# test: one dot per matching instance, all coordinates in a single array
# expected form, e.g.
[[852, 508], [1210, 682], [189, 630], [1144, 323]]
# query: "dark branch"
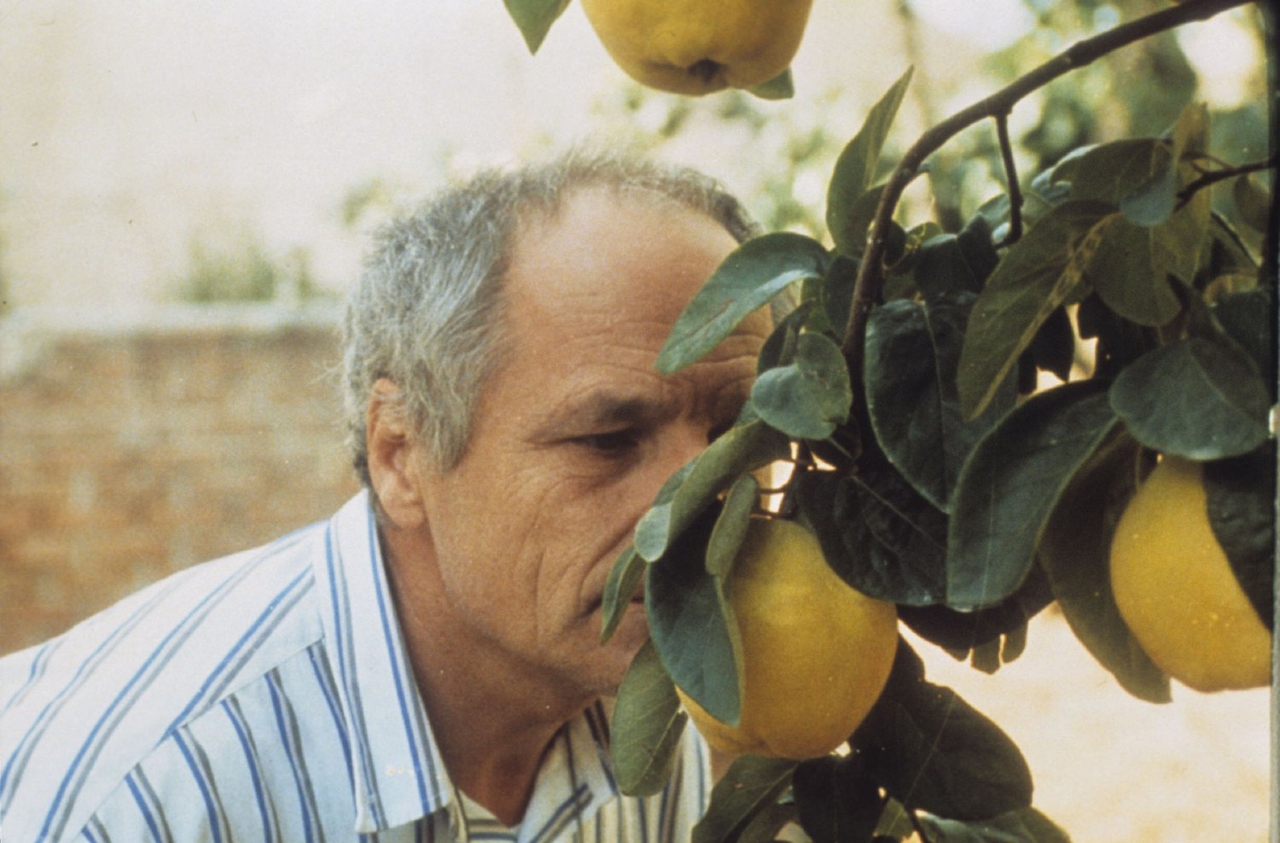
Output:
[[1015, 191], [1221, 175], [871, 274]]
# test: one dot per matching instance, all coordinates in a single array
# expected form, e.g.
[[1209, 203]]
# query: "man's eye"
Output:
[[612, 443]]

+ + + + + + +

» **The task**
In your copy, include no pictures, but set down every record exactly.

» **Your solution**
# test: one dot per matching instance, all coordinates in a single array
# expected form, e.g.
[[852, 508], [1210, 682], [189, 630], [1144, 323]]
# query: "dark branch"
Output:
[[1015, 191], [1221, 175], [871, 274]]
# test: one dot per matching instance, all coordinates in a single array
# expected form, e.g.
[[1209, 203]]
# query: "man's eye"
Output:
[[612, 443]]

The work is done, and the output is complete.